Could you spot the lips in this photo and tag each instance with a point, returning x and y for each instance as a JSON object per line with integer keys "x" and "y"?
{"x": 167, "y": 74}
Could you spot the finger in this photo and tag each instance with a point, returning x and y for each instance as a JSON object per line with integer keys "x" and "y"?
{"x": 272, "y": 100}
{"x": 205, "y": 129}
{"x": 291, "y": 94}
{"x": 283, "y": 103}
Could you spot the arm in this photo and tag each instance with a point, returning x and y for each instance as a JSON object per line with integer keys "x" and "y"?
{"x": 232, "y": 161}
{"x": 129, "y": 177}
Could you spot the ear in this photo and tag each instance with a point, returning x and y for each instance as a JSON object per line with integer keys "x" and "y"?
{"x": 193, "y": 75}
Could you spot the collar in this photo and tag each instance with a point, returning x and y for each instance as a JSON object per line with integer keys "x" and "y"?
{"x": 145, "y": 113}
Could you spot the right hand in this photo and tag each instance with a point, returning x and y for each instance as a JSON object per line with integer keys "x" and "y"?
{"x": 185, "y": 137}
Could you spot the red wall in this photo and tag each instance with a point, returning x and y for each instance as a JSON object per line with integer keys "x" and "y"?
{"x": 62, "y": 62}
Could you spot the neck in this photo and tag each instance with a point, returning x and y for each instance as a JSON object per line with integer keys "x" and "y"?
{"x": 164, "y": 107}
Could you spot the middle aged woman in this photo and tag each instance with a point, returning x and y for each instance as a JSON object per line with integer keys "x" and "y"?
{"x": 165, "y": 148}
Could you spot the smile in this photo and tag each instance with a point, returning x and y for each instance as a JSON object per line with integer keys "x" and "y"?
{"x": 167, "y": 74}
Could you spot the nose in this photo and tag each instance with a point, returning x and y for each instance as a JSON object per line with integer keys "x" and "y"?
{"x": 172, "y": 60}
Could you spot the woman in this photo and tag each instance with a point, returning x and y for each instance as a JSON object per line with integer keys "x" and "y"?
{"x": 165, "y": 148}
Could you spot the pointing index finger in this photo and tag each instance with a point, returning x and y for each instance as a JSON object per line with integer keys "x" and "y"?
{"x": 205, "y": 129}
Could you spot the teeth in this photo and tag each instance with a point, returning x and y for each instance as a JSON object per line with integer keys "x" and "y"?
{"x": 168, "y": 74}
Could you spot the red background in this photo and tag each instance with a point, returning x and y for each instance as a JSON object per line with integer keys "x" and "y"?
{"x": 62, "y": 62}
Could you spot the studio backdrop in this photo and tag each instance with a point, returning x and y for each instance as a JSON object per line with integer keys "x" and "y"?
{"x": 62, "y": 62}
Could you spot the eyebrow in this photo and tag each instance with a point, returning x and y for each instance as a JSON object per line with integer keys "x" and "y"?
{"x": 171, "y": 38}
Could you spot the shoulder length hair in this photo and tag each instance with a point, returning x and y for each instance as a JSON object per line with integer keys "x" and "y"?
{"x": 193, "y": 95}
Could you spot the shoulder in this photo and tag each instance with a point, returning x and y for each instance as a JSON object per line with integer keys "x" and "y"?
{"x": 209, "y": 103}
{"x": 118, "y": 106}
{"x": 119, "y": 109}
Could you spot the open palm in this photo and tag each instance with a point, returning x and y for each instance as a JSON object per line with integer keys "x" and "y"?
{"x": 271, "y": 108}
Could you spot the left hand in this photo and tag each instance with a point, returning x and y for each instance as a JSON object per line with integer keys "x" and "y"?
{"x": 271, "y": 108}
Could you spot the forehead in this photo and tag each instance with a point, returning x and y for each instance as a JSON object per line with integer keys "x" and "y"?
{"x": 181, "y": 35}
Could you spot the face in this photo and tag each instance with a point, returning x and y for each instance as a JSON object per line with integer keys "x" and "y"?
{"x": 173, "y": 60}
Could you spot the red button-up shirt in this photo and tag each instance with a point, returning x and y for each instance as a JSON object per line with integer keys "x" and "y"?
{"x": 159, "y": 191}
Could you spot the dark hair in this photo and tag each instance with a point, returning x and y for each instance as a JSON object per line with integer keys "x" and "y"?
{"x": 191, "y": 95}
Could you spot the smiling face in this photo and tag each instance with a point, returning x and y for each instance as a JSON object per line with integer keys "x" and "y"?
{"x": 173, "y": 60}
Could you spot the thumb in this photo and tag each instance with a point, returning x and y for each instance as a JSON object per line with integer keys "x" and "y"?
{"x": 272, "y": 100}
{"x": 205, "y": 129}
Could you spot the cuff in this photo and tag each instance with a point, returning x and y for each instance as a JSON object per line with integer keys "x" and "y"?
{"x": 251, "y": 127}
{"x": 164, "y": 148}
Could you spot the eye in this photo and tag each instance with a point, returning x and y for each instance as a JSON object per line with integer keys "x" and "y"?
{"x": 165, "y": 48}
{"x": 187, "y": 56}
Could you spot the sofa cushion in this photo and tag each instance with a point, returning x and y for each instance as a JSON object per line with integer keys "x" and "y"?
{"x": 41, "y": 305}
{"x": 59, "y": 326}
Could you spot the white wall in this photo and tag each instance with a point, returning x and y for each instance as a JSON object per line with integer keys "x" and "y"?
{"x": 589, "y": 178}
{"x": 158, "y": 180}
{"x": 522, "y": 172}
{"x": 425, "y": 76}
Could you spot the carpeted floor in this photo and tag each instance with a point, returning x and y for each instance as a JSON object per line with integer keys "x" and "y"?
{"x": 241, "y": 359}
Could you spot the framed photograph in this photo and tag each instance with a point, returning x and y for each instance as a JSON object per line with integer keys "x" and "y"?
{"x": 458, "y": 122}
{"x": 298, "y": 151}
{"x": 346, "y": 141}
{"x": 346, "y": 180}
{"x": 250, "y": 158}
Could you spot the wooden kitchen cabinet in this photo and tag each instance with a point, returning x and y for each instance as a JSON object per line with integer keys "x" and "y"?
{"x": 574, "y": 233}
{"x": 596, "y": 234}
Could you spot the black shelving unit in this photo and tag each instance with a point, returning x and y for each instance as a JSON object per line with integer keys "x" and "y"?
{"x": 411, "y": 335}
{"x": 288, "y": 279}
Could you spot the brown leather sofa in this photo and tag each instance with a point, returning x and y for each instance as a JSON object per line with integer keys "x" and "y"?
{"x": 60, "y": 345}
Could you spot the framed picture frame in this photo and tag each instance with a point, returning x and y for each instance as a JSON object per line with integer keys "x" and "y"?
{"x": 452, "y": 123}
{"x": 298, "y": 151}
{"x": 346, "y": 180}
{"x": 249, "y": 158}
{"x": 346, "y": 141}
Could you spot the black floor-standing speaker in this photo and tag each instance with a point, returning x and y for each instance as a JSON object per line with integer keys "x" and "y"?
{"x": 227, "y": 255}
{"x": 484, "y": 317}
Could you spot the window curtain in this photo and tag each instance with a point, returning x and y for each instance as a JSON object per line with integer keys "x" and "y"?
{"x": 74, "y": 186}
══════
TO DO:
Please copy out only the data from the line containing "Could you spot the window" through the end of the data, inclusive, keeping the requests unchanged and multiplying every coordinate in the answers by 1.25, rounded to a whole number with halves going up.

ANSWER TO THE TASK:
Could you spot the window curtain in this photo and tag each instance with a point, returning x and y for each instance as a JSON object per line with integer keys "x" and "y"?
{"x": 93, "y": 233}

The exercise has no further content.